PASSAGE
#####
Is there scope for tax reductions now? The Chancellor clearly thinks not and had much pre-election fun rehearsing his hustings speeches in village halls throughout the country, but there is clearly scope for tax reduction to reverse the Chancellor’s raiding of the net personal incomes of millions over the past three years.
My right hon. Friend the Member for Kensington and Chelsea (Mr. Portillo), the shadow Chancellor, is searching for savings throughout Whitehall. Good luck to him. It is an extremely good thing for him to look for, but, although it is wise always to see where prudent savings could be made, he could justify his proposed tax cuts simply by saying that he is reversing just a part of the sheer scale of the economically damaging increases that the Chancellor has piled upon the electorate in the past three years.
Some time ago, I heard the Prime Minister–not my favourite programme, Members can understand, but I listen to him from time to time–praising our low-tax economy. Unfortunately, I must have missed the bit where he praised his predecessors for creating it, and the bit where he repented his Government’s smash-and-grab raids on people’s pockets. The plain truth is that the Chancellor, a very agreeable man, has had his hands in the public’s pockets more often than the public have had their hands in their own pockets.
In 1997, taxes in the UK broadly, because one can calculate it in different ways, were 6 per cent. below those of our main European competitors. That gap, important for our competitiveness, has shrunk to 2 per cent. and may shrink further because Germany, France and Italy are all embarking on programmes to cut their taxes.
That is potentially important for our competitiveness, our inward investment and for our jobs, on a day when, sadly, many jobs have been lost at Luton. Tax cutting is not simply a matter of putting more money into the pockets of those who have some money already. In my judgment, and I dare say that of my right hon. Friend the Member for Kensington and Chelsea, the weight of tax reductions should be at the lower end of the scale.
#####
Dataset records

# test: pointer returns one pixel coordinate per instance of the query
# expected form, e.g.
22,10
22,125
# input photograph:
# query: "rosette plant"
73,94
#####
YOUR OBJECTIVE
Can you go on with the speech on taxation from the point where it stops? The records have no connection to the speech on taxation.

RESPONSE TO THE EXERCISE
It is not greed that demands tax. To a certain extent there is an economic justification for tax reductions, quite apart from the fact that we are not giving people something, but simply taking less of their money away from them.
The Chancellor’s move over the past three years from fiscal Scrooge to fiscal Micawber is by no means his only policy change. Once upon a time, as I recall, he was proud to be represented as being in favour of quite early entry to the euro. I understand from his aides, that now, to judge from briefings against the Foreign Secretary and the Northern Ireland Secretary, he is not in favour. Of course, those briefings could be personal rather than policy–one never knows with the Cabinet–
Mr. MacShane: The right hon. Gentleman knows about that.
Mr. Major: Indeed I do, and that is exactly why I say it. However, it is nearly Christmas, so let us make the generous assumption that it is policy that activates the Chancellor and not a wish to undermine his colleagues, which is always an unattractive trait in senior politicians.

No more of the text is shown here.